== TASK OBJECTIVE ==
Repeat the records below word for word, but start at the line that contains "the car rear", stop after the last line, and include nothing else.

== MATERIAL SUPPLIED ==
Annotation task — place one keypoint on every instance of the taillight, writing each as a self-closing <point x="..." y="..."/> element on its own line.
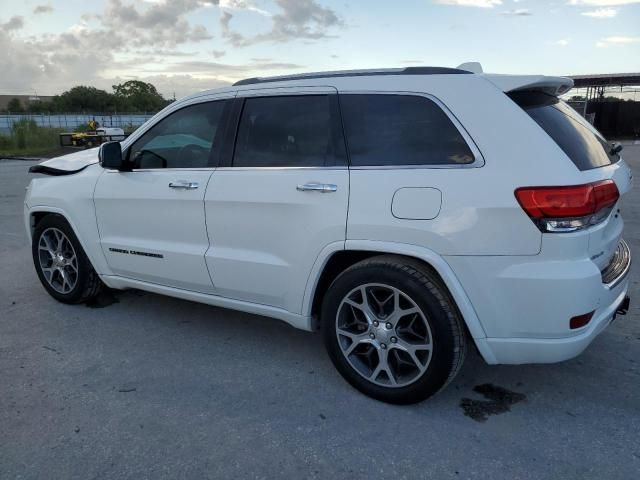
<point x="567" y="209"/>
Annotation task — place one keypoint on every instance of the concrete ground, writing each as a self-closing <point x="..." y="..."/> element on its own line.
<point x="154" y="387"/>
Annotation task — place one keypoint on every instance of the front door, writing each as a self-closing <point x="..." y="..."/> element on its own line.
<point x="282" y="199"/>
<point x="151" y="219"/>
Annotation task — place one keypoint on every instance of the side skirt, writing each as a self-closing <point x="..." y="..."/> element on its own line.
<point x="293" y="319"/>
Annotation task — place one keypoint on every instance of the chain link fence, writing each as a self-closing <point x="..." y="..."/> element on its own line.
<point x="70" y="121"/>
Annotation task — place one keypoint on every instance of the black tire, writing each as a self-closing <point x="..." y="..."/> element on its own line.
<point x="425" y="289"/>
<point x="88" y="284"/>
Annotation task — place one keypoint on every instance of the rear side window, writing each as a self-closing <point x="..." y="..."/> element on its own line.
<point x="286" y="131"/>
<point x="400" y="130"/>
<point x="582" y="143"/>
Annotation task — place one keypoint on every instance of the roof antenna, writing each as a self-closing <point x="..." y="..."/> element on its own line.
<point x="473" y="67"/>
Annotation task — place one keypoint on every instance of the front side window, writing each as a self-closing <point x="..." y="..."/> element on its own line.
<point x="184" y="139"/>
<point x="400" y="130"/>
<point x="285" y="131"/>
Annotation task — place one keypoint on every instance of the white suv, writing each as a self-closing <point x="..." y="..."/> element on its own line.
<point x="409" y="214"/>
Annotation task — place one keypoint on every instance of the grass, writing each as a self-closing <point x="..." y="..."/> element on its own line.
<point x="28" y="139"/>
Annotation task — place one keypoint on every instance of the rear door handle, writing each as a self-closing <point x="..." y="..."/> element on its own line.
<point x="317" y="187"/>
<point x="183" y="184"/>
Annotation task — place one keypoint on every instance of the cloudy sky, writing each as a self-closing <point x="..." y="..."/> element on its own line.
<point x="182" y="46"/>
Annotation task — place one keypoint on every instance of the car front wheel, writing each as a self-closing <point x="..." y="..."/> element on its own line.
<point x="61" y="264"/>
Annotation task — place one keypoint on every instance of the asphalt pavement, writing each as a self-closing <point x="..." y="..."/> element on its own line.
<point x="145" y="386"/>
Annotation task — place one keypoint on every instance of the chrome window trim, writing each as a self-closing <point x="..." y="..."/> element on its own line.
<point x="226" y="169"/>
<point x="196" y="169"/>
<point x="475" y="150"/>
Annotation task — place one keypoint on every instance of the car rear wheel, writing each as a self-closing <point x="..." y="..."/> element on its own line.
<point x="392" y="330"/>
<point x="61" y="264"/>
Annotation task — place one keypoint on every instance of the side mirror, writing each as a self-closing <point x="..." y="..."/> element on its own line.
<point x="110" y="155"/>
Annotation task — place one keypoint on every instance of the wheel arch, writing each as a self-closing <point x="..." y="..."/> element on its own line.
<point x="336" y="261"/>
<point x="36" y="213"/>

== THE OUTPUT ==
Annotation task — place one keypoint on every instance of the car rear wheel, writing each as a self-closing <point x="..." y="..."/> element on its own line.
<point x="392" y="330"/>
<point x="61" y="264"/>
Annotation task — place one keypoint on every instance of the side mirror, writing each as a self-closing <point x="..." y="..."/> element on its own line.
<point x="110" y="155"/>
Annotation task — place one keypoint on every instance of the wheel arch, writing each as a self-closing <point x="..." y="..."/> element on its own line.
<point x="336" y="261"/>
<point x="36" y="213"/>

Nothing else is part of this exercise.